— Task prompt —
Make a verbatim copy of all the records.

— Extracted information —
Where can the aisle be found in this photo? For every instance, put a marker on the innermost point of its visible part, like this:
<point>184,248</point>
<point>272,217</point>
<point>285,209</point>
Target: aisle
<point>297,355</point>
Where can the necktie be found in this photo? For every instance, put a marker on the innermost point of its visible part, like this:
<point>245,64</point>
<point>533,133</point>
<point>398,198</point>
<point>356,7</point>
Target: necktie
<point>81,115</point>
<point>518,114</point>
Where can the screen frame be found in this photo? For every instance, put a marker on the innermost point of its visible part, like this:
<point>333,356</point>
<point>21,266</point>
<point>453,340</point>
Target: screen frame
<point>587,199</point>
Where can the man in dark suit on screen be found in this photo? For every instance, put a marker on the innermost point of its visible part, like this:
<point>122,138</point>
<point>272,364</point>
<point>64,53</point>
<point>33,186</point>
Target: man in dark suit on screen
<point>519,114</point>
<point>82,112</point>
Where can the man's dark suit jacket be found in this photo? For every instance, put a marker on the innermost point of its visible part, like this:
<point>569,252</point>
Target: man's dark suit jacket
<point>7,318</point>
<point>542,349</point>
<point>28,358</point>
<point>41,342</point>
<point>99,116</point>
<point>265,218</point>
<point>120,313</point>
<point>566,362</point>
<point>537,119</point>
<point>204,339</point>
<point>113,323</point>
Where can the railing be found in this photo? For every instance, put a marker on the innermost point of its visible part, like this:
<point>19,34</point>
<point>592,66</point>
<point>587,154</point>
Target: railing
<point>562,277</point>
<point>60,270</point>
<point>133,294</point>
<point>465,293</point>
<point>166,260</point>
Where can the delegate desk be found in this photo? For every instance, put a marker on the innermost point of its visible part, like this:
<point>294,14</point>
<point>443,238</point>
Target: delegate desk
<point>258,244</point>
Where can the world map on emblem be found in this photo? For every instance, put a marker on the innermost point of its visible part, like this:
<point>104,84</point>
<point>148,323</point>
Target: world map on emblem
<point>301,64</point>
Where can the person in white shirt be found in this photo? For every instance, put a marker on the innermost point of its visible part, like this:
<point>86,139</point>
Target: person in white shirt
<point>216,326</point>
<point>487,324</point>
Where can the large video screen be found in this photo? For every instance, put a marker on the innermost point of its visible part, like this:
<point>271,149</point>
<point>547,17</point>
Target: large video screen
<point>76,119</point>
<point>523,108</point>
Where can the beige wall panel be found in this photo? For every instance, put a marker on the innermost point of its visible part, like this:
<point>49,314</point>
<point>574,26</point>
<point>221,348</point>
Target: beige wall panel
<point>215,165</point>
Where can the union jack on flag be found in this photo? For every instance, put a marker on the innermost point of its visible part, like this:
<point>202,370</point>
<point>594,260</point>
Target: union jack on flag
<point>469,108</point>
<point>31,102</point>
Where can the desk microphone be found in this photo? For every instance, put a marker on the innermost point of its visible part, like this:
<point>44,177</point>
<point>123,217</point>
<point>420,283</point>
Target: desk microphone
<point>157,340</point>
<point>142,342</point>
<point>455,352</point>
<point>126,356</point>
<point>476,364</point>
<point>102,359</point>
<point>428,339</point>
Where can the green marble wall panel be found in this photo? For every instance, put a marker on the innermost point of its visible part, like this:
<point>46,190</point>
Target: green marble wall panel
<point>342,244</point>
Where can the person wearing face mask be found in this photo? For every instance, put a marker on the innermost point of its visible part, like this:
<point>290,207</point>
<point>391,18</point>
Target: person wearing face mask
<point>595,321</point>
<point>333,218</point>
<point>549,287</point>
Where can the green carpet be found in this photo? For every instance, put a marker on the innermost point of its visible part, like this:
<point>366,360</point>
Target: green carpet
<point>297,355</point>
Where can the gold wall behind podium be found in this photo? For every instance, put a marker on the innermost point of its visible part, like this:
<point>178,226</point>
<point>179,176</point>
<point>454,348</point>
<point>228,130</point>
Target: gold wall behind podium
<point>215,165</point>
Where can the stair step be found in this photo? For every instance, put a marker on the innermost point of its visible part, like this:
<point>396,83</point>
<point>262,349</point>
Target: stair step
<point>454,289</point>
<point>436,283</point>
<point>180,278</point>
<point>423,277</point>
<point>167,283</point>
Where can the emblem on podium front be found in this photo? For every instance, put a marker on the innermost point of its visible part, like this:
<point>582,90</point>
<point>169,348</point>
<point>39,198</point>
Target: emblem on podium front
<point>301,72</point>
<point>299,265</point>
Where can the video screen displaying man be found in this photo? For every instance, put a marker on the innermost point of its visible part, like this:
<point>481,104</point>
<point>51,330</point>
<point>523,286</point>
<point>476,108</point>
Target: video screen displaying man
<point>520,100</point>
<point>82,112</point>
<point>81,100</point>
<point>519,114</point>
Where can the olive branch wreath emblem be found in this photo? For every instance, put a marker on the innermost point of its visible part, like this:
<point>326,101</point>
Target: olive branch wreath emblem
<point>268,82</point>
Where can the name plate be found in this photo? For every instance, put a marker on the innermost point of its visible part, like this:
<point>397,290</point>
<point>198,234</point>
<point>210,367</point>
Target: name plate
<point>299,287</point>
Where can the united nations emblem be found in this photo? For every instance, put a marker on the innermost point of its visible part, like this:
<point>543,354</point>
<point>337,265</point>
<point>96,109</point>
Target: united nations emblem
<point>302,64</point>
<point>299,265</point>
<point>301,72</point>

— Answer section —
Where can the aisle be found in this photo? For every instance, put a marker on the innermost point of its visible part, like this:
<point>184,248</point>
<point>272,217</point>
<point>285,209</point>
Target: aisle
<point>297,355</point>
Where can the necktie be found in this photo? For every instance, put a marker on the innermost point of its visible part, like this:
<point>245,64</point>
<point>533,133</point>
<point>398,198</point>
<point>356,7</point>
Target: necktie
<point>81,115</point>
<point>518,114</point>
Where can the screen frame be found in this photo? For every instance, put a marker on the innermost point of its visible part, like this:
<point>333,356</point>
<point>21,266</point>
<point>453,340</point>
Target: screen frame
<point>587,199</point>
Where can the man in dark suit on screen be found in this photo? For every instance, put a marker on the innermost point of its visible part, like this:
<point>122,138</point>
<point>272,364</point>
<point>64,53</point>
<point>33,186</point>
Target: man in dark suit on screen
<point>519,114</point>
<point>82,112</point>
Where can the man's dark suit jacket be found in this photo? For every instance, put a marker on the innermost point of its visible part, like this:
<point>569,252</point>
Target: man's dark suit jacket
<point>7,318</point>
<point>542,349</point>
<point>28,358</point>
<point>41,342</point>
<point>99,116</point>
<point>265,218</point>
<point>120,313</point>
<point>566,362</point>
<point>537,119</point>
<point>204,339</point>
<point>113,323</point>
Where can the railing be found in this photo? For every instance, put a marker on the innermost point of its visible part, like this:
<point>19,34</point>
<point>592,66</point>
<point>587,154</point>
Target: railing
<point>562,277</point>
<point>60,270</point>
<point>133,294</point>
<point>465,293</point>
<point>166,260</point>
Where can the delegate desk be found in this photo? For every instance, put a marker on the innermost point of its visible part, like this:
<point>294,14</point>
<point>443,238</point>
Target: delegate desk
<point>258,244</point>
Where can the world map on emblem be found in this photo? For every instance, put a marker on the innermost point of its visible part, like this:
<point>104,84</point>
<point>148,323</point>
Target: world map on emblem
<point>301,64</point>
Where can the person in white shirt be found in this photo? For every instance, put a marker on the innermost point of its visible part, like this:
<point>86,139</point>
Target: person in white shirt
<point>216,326</point>
<point>487,324</point>
Where can the large video screen be found in this photo? For every instance, put a marker on the innermost point of its visible part, like this:
<point>271,149</point>
<point>547,17</point>
Target: large video screen
<point>76,119</point>
<point>523,108</point>
Where can the beige wall panel be found in this photo? For every instance, put a marker on the innermost point of its visible part, like this:
<point>49,314</point>
<point>574,26</point>
<point>221,348</point>
Target: beige wall panel
<point>215,165</point>
Where can the union jack on flag be found in this photo? For every instance, put a marker on the innermost point of its visible part, like this:
<point>202,370</point>
<point>594,260</point>
Target: union jack on flag
<point>469,108</point>
<point>31,102</point>
Where can the desk microphone be found in this photo? For every instance, put a marker on the innermost point of its visible part, like this:
<point>44,177</point>
<point>123,217</point>
<point>420,283</point>
Target: desk microphone
<point>157,340</point>
<point>142,342</point>
<point>455,352</point>
<point>126,356</point>
<point>476,364</point>
<point>102,359</point>
<point>428,339</point>
Where can the green marble wall panel be found in this photo? For every instance, put a marker on the innermost point of its visible part, like this:
<point>46,190</point>
Target: green marble wall panel
<point>342,244</point>
Where can the person wearing face mask be found in this photo? For every instance, put a marker on the innermost point of its visible part, like this:
<point>290,207</point>
<point>391,18</point>
Target: person wearing face mask
<point>595,321</point>
<point>333,218</point>
<point>549,287</point>
Where can the green carpet be found in this photo? For every instance, put a marker on the innermost point of its visible part, like this:
<point>366,360</point>
Target: green carpet
<point>297,355</point>
Where can the gold wall behind podium be found in this photo? For every instance, put a marker on the innermost point of its visible part, like this:
<point>178,226</point>
<point>179,176</point>
<point>454,348</point>
<point>228,130</point>
Target: gold wall behind podium
<point>215,165</point>
Where can the stair step be found in this photo? For every instance, put a marker on the innermost point of its visible part, like this:
<point>396,83</point>
<point>262,349</point>
Target: stair step
<point>454,289</point>
<point>436,283</point>
<point>180,278</point>
<point>423,277</point>
<point>167,283</point>
Where can the emblem on podium front be found in this photo? For every instance, put a marker on the innermost point of its visible part, like this:
<point>582,90</point>
<point>169,348</point>
<point>39,198</point>
Target: emblem on podium front
<point>301,72</point>
<point>299,265</point>
Where can the video screen displaying man be found in this photo? For every instance, put a marker on the innermost point of its visible part, like this:
<point>481,104</point>
<point>51,330</point>
<point>523,286</point>
<point>476,108</point>
Target: video screen displaying man
<point>520,100</point>
<point>82,112</point>
<point>81,100</point>
<point>519,114</point>
Where can the olive branch wreath emblem be found in this photo? For every instance, put a marker on the innermost point of its visible part, like this:
<point>326,101</point>
Target: olive branch wreath emblem
<point>268,82</point>
Where can the name plate be found in this photo? For every instance, put a marker on the innermost point of its visible part, like this:
<point>397,290</point>
<point>198,234</point>
<point>210,367</point>
Target: name plate
<point>299,287</point>
Where can the united nations emblem be found in this photo? For every instance, put a marker on the innermost point of its visible part, like this:
<point>543,354</point>
<point>337,265</point>
<point>96,109</point>
Target: united nations emblem
<point>302,64</point>
<point>299,265</point>
<point>301,72</point>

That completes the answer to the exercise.